Data records:
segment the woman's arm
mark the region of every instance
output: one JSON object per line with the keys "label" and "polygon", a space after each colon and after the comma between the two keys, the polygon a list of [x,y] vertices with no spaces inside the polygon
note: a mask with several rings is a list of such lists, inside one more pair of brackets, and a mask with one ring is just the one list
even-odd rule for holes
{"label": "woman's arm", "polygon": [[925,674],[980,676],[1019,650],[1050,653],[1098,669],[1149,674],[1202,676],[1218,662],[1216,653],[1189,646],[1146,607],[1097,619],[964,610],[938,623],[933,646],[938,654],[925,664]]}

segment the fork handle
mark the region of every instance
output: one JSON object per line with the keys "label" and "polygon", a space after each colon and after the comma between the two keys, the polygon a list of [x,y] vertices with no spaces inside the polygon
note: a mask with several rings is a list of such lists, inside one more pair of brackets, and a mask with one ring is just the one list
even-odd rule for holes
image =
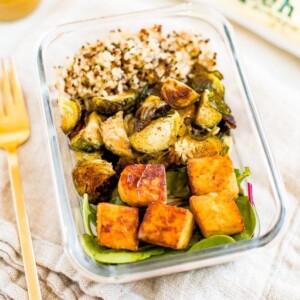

(What to work on)
Rewrite the entries above, replacing "segment" with "outline" and changing nothing else, and leave out the pictures.

(Reply to the task)
outline the woman's arm
mark the region of every instance
output: one JSON object per line with the keys "label" and "polygon", a space after each colon and after the comma between the two keys, the polygon a list of [x,y] vertices with no spaces inside the polygon
note: a mask with several rings is a list of such lists, inside one more pair of brackets, and a mask with one ring is just the one list
even-odd rule for holes
{"label": "woman's arm", "polygon": [[925,674],[980,676],[1019,650],[1050,653],[1098,669],[1149,674],[1202,676],[1218,662],[1216,653],[1189,646],[1146,607],[1097,619],[964,610],[938,623],[933,646],[938,654],[925,664]]}

outline the fork handle
mark the region of every instance
output: one JSON object per line with the keys "label" and "polygon", a space after each colon and after the comma between the two keys, the polygon a list of [x,y] vertices with no spaces inside the polygon
note: a mask with several rings is a list of such lists, inside one more pair of brackets, and a mask with one ring is just the one list
even-odd rule for holes
image =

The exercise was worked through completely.